Description of the task:
Produce again, without any change, the lines running from the one with "the ladder side" through the final line of the data below, and only those.

Data:
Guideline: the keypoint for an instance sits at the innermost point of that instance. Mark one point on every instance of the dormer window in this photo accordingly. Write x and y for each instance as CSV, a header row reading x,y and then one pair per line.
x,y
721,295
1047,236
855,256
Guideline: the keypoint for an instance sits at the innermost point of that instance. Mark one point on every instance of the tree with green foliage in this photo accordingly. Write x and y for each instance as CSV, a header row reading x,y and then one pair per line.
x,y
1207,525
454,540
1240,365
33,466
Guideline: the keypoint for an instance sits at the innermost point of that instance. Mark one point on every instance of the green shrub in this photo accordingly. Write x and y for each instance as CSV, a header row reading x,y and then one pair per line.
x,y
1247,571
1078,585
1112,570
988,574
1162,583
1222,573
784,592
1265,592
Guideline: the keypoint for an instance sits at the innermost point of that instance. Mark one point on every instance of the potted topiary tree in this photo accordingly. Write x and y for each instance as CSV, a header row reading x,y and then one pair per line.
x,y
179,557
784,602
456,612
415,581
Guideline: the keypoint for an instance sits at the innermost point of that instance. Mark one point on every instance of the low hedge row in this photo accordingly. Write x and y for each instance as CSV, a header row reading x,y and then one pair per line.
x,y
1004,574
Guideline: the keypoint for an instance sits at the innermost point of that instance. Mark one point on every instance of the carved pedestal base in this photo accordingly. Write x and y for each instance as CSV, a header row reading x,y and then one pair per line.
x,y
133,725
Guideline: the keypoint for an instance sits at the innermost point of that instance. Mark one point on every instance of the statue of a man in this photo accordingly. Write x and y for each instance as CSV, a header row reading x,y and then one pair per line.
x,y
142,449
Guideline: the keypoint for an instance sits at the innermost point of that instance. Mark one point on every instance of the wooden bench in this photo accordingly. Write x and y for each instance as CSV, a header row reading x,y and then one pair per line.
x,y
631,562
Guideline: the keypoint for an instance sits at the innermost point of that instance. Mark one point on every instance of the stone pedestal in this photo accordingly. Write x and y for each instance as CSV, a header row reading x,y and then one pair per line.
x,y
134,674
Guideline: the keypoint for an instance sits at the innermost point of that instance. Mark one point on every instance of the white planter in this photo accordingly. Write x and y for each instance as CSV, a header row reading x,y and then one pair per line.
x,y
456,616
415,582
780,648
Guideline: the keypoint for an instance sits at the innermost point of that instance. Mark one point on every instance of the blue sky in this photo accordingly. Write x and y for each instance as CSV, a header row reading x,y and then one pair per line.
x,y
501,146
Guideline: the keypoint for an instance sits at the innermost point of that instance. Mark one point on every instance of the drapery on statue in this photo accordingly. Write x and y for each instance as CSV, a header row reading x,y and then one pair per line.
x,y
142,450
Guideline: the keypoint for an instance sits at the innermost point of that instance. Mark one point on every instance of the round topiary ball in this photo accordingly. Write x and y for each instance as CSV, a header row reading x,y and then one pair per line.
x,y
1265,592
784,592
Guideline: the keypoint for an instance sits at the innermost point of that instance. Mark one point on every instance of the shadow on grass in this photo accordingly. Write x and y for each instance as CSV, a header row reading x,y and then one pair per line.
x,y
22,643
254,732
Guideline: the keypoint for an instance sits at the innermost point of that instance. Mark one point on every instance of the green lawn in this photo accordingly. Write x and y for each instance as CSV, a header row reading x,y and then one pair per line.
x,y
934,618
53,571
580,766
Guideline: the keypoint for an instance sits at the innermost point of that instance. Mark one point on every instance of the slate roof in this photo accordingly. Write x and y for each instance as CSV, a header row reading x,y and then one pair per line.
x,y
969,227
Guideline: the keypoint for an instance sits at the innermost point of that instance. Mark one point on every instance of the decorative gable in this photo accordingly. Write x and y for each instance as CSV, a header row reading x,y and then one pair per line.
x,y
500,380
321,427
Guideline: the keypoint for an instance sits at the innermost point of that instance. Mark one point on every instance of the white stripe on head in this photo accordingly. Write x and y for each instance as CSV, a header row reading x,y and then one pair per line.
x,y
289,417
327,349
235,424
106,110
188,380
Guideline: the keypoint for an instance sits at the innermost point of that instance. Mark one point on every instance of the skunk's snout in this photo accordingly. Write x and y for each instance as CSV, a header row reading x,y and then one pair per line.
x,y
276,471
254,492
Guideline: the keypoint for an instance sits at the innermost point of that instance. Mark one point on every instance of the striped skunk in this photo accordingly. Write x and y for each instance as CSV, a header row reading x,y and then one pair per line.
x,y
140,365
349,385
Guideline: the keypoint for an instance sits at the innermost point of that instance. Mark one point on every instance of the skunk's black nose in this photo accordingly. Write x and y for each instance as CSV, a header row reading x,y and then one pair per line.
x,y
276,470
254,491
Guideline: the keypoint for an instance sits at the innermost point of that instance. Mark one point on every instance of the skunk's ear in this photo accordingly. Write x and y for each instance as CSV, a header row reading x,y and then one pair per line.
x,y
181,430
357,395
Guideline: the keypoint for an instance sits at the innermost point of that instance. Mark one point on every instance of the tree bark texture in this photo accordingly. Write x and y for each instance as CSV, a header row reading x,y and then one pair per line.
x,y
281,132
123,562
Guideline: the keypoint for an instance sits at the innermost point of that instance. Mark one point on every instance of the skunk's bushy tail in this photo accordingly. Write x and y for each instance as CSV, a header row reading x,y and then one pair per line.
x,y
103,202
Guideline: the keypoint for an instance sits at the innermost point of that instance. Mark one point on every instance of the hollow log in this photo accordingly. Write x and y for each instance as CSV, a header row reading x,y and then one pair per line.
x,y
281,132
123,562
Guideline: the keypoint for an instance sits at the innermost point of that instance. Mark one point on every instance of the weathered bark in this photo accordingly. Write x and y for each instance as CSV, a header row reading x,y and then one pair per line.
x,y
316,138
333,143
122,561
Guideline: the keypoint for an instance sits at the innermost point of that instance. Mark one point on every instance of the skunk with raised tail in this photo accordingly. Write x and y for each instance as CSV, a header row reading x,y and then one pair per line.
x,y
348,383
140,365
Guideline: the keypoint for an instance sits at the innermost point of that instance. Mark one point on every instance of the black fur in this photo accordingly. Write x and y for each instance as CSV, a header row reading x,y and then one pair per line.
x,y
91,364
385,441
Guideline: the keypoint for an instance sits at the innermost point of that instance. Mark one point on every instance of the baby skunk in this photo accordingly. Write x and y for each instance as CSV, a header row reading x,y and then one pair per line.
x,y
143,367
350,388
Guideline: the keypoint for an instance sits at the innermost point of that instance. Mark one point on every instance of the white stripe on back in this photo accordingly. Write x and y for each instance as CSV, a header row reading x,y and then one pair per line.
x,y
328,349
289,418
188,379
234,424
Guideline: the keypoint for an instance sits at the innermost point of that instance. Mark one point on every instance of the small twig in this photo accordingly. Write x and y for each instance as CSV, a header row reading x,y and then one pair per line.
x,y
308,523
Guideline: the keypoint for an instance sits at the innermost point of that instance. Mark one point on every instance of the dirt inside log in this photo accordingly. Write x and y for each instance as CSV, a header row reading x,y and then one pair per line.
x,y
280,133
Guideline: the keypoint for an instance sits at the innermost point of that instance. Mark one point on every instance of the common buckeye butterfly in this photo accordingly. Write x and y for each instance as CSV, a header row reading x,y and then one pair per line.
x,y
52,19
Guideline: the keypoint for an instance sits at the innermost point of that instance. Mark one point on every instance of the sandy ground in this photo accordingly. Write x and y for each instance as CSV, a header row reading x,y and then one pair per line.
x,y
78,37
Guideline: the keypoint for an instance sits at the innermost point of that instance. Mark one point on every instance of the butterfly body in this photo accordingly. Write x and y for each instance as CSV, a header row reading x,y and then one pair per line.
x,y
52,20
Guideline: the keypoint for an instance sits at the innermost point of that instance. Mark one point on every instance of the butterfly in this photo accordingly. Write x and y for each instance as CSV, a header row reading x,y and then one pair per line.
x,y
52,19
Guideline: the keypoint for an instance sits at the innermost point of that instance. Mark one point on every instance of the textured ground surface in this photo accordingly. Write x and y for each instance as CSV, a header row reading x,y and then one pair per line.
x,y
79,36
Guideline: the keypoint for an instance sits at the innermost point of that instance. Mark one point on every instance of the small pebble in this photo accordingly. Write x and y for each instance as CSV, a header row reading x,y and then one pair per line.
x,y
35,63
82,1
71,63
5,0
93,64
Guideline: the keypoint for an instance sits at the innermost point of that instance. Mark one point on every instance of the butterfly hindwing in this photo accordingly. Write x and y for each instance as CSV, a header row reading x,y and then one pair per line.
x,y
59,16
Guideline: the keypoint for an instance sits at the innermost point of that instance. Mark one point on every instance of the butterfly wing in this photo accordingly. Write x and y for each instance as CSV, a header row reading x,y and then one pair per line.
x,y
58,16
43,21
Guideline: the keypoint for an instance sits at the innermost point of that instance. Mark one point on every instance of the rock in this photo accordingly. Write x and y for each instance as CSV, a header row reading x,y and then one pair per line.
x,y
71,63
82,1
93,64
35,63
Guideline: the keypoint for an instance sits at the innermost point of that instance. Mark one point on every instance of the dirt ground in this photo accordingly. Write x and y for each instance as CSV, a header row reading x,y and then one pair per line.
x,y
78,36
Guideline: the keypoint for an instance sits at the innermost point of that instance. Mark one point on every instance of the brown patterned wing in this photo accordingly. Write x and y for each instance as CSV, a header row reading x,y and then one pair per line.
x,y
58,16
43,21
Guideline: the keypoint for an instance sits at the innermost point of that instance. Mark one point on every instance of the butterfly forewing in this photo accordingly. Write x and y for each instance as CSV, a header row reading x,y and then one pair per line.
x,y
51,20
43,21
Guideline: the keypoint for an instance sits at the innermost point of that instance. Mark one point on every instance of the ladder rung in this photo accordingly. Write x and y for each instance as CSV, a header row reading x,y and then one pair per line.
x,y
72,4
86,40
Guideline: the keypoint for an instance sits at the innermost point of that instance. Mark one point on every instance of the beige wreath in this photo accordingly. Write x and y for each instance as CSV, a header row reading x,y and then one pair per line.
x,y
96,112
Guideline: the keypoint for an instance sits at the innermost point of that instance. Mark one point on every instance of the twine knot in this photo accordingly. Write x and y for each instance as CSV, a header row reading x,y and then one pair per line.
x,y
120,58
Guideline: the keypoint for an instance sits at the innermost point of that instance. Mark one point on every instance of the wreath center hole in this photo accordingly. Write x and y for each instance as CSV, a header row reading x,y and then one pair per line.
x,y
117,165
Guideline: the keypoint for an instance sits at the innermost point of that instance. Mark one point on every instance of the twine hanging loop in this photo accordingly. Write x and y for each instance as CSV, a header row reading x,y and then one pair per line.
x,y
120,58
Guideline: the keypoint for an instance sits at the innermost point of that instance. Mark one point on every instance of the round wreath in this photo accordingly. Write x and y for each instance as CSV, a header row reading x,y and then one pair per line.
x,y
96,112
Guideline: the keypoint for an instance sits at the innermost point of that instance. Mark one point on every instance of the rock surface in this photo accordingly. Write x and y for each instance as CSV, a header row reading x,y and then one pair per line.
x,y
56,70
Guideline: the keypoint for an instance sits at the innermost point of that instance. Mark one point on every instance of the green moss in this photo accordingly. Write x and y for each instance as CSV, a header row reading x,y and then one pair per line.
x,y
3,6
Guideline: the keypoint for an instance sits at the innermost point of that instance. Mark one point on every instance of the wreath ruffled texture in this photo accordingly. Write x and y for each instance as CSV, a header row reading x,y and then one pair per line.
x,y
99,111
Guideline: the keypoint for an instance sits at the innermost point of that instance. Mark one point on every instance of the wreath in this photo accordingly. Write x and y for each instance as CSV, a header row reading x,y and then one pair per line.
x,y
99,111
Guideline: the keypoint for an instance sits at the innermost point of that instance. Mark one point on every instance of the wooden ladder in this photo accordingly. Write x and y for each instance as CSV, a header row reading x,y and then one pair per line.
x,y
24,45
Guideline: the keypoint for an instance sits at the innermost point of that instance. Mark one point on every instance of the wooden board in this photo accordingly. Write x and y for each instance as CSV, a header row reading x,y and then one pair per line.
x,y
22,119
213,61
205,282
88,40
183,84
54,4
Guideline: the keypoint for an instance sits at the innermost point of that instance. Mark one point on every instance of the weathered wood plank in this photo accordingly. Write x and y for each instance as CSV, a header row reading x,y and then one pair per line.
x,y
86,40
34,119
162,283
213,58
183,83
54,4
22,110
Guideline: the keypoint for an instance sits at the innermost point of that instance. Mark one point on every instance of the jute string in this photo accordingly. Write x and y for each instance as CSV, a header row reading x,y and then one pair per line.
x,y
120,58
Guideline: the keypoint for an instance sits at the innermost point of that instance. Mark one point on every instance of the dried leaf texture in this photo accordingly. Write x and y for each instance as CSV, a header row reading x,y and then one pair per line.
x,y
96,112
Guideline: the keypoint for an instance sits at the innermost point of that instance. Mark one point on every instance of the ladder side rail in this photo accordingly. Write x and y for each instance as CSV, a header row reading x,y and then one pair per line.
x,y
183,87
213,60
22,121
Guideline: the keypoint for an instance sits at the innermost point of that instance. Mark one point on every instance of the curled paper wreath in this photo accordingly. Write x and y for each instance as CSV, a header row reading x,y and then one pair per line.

Written solution:
Guideline: the keypoint for an instance sits at the innermost point of that instance. Mark one point on every instance of the ladder side rail in this photo accordingly. Write x and y for each instance as CSV, a header row reading x,y and then one pair per line.
x,y
183,87
213,60
22,121
Guideline: the keypoint for an instance sits at the innermost point of that instance. Mark one point on every instance of the curled paper wreath in this photo accordingly. Write x and y for each instance as CSV, a header row reading x,y and then one pair per line.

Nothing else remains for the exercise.